**** Task inputs ****
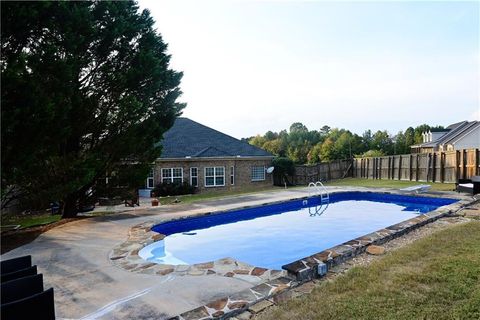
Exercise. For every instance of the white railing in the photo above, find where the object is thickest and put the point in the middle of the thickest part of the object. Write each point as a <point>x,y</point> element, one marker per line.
<point>317,189</point>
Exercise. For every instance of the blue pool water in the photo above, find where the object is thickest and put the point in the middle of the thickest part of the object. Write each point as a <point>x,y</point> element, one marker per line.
<point>273,235</point>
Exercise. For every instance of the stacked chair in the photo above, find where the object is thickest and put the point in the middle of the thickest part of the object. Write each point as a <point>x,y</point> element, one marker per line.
<point>22,295</point>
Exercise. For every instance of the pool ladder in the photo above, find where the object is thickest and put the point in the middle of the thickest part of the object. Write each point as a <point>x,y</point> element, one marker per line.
<point>317,189</point>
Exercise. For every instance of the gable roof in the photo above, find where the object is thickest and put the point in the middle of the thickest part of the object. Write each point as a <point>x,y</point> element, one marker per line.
<point>187,138</point>
<point>455,130</point>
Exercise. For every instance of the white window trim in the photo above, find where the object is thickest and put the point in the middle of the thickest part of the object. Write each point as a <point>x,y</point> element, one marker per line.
<point>171,173</point>
<point>264,175</point>
<point>214,177</point>
<point>152,171</point>
<point>191,176</point>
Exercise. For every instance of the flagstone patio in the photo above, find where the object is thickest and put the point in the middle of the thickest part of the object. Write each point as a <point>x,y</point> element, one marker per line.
<point>78,260</point>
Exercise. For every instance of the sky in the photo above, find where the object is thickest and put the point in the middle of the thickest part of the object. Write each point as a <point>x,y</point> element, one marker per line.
<point>254,66</point>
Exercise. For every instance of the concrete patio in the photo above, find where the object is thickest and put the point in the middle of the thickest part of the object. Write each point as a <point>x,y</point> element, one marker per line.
<point>74,259</point>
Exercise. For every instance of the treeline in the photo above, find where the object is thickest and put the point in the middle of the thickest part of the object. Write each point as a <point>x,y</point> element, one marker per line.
<point>312,146</point>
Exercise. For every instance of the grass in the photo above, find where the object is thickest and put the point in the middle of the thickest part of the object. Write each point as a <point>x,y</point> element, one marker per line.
<point>437,277</point>
<point>189,198</point>
<point>27,221</point>
<point>359,182</point>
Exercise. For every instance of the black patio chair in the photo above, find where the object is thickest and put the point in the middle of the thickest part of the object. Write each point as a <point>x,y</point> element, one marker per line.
<point>15,264</point>
<point>19,274</point>
<point>461,185</point>
<point>38,306</point>
<point>21,288</point>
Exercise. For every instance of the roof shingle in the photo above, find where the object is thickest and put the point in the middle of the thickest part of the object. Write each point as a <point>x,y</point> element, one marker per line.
<point>187,138</point>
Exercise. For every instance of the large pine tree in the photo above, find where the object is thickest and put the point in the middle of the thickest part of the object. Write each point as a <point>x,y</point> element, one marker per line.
<point>86,86</point>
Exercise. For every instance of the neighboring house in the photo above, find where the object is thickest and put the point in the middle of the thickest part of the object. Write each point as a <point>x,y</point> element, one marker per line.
<point>461,135</point>
<point>209,159</point>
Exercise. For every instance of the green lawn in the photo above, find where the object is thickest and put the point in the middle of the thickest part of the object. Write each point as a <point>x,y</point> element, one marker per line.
<point>437,277</point>
<point>217,194</point>
<point>359,182</point>
<point>26,221</point>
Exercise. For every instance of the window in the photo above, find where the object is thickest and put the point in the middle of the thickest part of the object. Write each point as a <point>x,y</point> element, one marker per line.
<point>258,173</point>
<point>150,179</point>
<point>172,175</point>
<point>194,177</point>
<point>214,176</point>
<point>232,175</point>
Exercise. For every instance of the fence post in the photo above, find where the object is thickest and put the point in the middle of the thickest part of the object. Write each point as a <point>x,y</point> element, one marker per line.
<point>417,162</point>
<point>442,167</point>
<point>410,168</point>
<point>381,164</point>
<point>400,168</point>
<point>388,168</point>
<point>393,168</point>
<point>477,162</point>
<point>368,165</point>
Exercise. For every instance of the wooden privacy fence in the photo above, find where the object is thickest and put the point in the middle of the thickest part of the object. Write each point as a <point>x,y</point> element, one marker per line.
<point>324,171</point>
<point>446,166</point>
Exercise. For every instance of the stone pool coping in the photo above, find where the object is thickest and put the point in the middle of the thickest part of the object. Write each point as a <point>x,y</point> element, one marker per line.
<point>275,282</point>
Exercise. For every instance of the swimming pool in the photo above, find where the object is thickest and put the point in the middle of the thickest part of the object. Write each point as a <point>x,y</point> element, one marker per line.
<point>270,236</point>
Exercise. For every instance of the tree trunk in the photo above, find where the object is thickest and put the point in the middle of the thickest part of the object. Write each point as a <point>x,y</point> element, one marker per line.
<point>69,206</point>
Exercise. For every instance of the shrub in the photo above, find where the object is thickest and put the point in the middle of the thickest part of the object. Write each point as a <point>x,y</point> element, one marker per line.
<point>173,189</point>
<point>284,168</point>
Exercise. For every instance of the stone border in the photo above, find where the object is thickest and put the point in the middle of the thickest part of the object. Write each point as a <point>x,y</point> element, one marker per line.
<point>277,283</point>
<point>125,256</point>
<point>309,267</point>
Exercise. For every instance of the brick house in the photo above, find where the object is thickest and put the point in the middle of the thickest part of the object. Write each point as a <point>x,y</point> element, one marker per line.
<point>209,160</point>
<point>457,136</point>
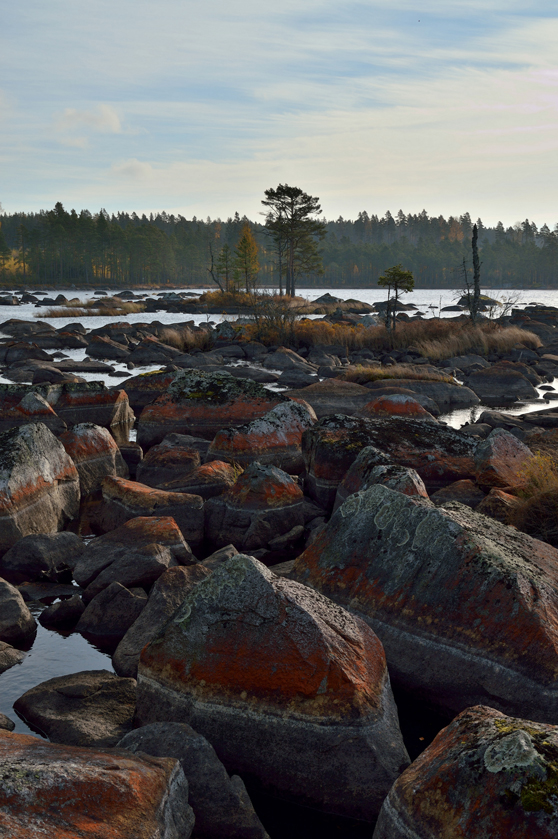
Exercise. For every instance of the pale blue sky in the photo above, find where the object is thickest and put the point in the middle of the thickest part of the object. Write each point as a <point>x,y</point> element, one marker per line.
<point>196,108</point>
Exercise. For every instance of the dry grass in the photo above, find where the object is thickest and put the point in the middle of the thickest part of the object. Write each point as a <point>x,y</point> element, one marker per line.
<point>361,375</point>
<point>108,307</point>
****
This exercise needs every entry retyped exactly, with the pictures removed.

Exercise. For every instance of the white railing in the photo above, find where the object is thickest and put the point in the middle of the thickest part of the object. Write each point as a <point>x,y</point> element, one marker per line.
<point>317,189</point>
Exercise. For every instance of the blue pool water in the photo above, find where the object is thickest and put the point in the middle of the thickest part of the object. Write each point as a <point>x,y</point> element, one marker per line.
<point>273,235</point>
Exercise. For every instance of the stacked chair in the photo above, find where the object is thickest and put the point in the middle of the thickest part of the object. Write each point as a <point>x,y</point> element, one marker per line.
<point>22,295</point>
Exercise. For every instance of the pool ladder in the photo above, find where the object is thickest and put the point in the middle of the thickest part of the object. Write each point as a <point>x,y</point> element, one marker per line.
<point>317,189</point>
Exercise. For every instance of the gable roof in the photo above, find where the object is thickest and put the point in the middle of the thickest part of the object. Write each point as a <point>x,y</point> element, one marker per line.
<point>187,138</point>
<point>455,130</point>
Exercise. For every instance of the white window trim in the photo above, find where the object is thickest and put the point in the middle of the thickest part of the object. Write each point as a <point>x,y</point> element, one marker per line.
<point>171,173</point>
<point>264,175</point>
<point>214,177</point>
<point>152,171</point>
<point>191,176</point>
Exercise. For every instance of the flagstone patio in the photo above, find where the object is thickest and put the point in the middle of the thickest part of the object. Write each point as a <point>x,y</point> element, one marker per line.
<point>78,260</point>
Exercise. For every instance of the sky in the photo above, find where the object is thickest and put the point in the middle of the thickest part of the object. Write each point as a <point>x,y</point> element, one marker per line.
<point>254,66</point>
Exercise. For every instance of the concrete patio in the photo above, find where the object is thickest and put the point in the middle of the thickest part of the object. Write each point as a <point>x,y</point> element, one marker per line.
<point>74,259</point>
Exercise. For every instance of the treeline in the photo above, find where the object is thickest and put the point in the middle of the thickest part of the object. Write each point as a <point>x,y</point> element, one marker per line.
<point>312,146</point>
Exercise. For every instance of the grass in the photo above, find where the object is thickest and put the point in the middle of the thickest part of the object. Write each point as a <point>x,y</point> element, one marker per line.
<point>437,277</point>
<point>189,198</point>
<point>27,221</point>
<point>359,182</point>
Exercise. For every instance of the black patio chair in the photo above, find where the object is thickest and put the point in the middle of the thickest part of the object. Write each point as a <point>x,y</point> element, one marker per line.
<point>15,264</point>
<point>19,274</point>
<point>461,185</point>
<point>38,306</point>
<point>21,288</point>
Exercise. For every instance of the roof shingle in the photo above, find where the object is thickest and put the point in the middle of the thickest part of the object. Write each point as a <point>x,y</point> element, one marker per line.
<point>187,138</point>
Exercise. For every instance of the large pine tree in the photo above, find where the object is thickest and put the point in the middle of the thickest part of the object. Write each point as a <point>x,y</point> element, one marker per line.
<point>86,86</point>
Exercise. For every instance of the neighboring house in the photo above, find where the object is thickest and put the point in the middle of the thickest part of the object. Write each point as a <point>x,y</point> element, one marker per line.
<point>461,135</point>
<point>209,159</point>
Exercise. For every instance of the green lawn in the photo above, find where the object is thickest and put the point in the middle of the thickest part of the object. Write each point as a <point>x,y</point> element, one marker per line.
<point>437,277</point>
<point>217,194</point>
<point>359,182</point>
<point>26,221</point>
Exercise. For every instance of the window in the photo above, find where the object is thickest and put the point in the middle of the thickest part of the object. Write each point as a <point>x,y</point> element, one marker per line.
<point>258,173</point>
<point>150,179</point>
<point>172,175</point>
<point>194,177</point>
<point>214,176</point>
<point>232,175</point>
Exercise. For every instance of the fence post in the photo above, find where the object is thickest and put the point in the middle of the thickest part of the object. Write each point as a <point>x,y</point> element, one marker per line.
<point>417,162</point>
<point>442,167</point>
<point>410,168</point>
<point>381,164</point>
<point>400,168</point>
<point>388,168</point>
<point>393,168</point>
<point>477,162</point>
<point>368,165</point>
Exercise. For every instance of the wooden privacy fence in the photo above, find where the object is thickest and put the point in the middle of the thickest part of the object. Write each point as a <point>x,y</point> element, one marker per line.
<point>324,171</point>
<point>446,166</point>
Exercise. For every instance of the stone pool coping in the photo above, find where the object is thickest and put the point in the middle of the thickest part of the object. Write each point as a <point>x,y</point> element, one marker per line.
<point>275,282</point>
Exercise. For every instance of the swimming pool in the photo above, find where the object is thickest and put the point in the middle of the thickest part of the object. Write each point as a <point>x,y</point> element, one marker per line.
<point>270,236</point>
Exercise. For every instance of the tree trunk in the photo above, find where the object is thickest and put the point in the middle of the thickest part of the object. Write each point as a <point>x,y</point> element, one marker per line.
<point>69,206</point>
Exercise. For every instance of the shrub in the photo above, find where the object is thickest and put the point in the middle of the thickest part of the object. Write each point as a <point>x,y</point> element, one marker per line.
<point>173,189</point>
<point>284,168</point>
Exercise. For every instance of the stone border in the photo above, find where the object is thickest and put the point in the middle of the thickest part of the object. Write each point as a <point>x,y</point> element, one marker per line.
<point>277,283</point>
<point>125,256</point>
<point>309,267</point>
Exercise. For every instance of the brick house in the photo above, find where the object is thickest and put the point in the middle of the thickest part of the object. Write each point as a <point>x,y</point> element, one marker per line.
<point>209,160</point>
<point>457,136</point>
Exercise. For every instance of the pale blue sky in the photo above, find where the object is thickest and put the point in the middle of the thickest part of the object. Write each point as a <point>x,y</point> element, one marker per line.
<point>196,108</point>
Exercise. For every instance of the dry grass in the photo above, find where the object is thickest and put the point in the middle of the thickest part of the object. Write each point as a <point>x,y</point> element, one marker per line.
<point>361,375</point>
<point>108,307</point>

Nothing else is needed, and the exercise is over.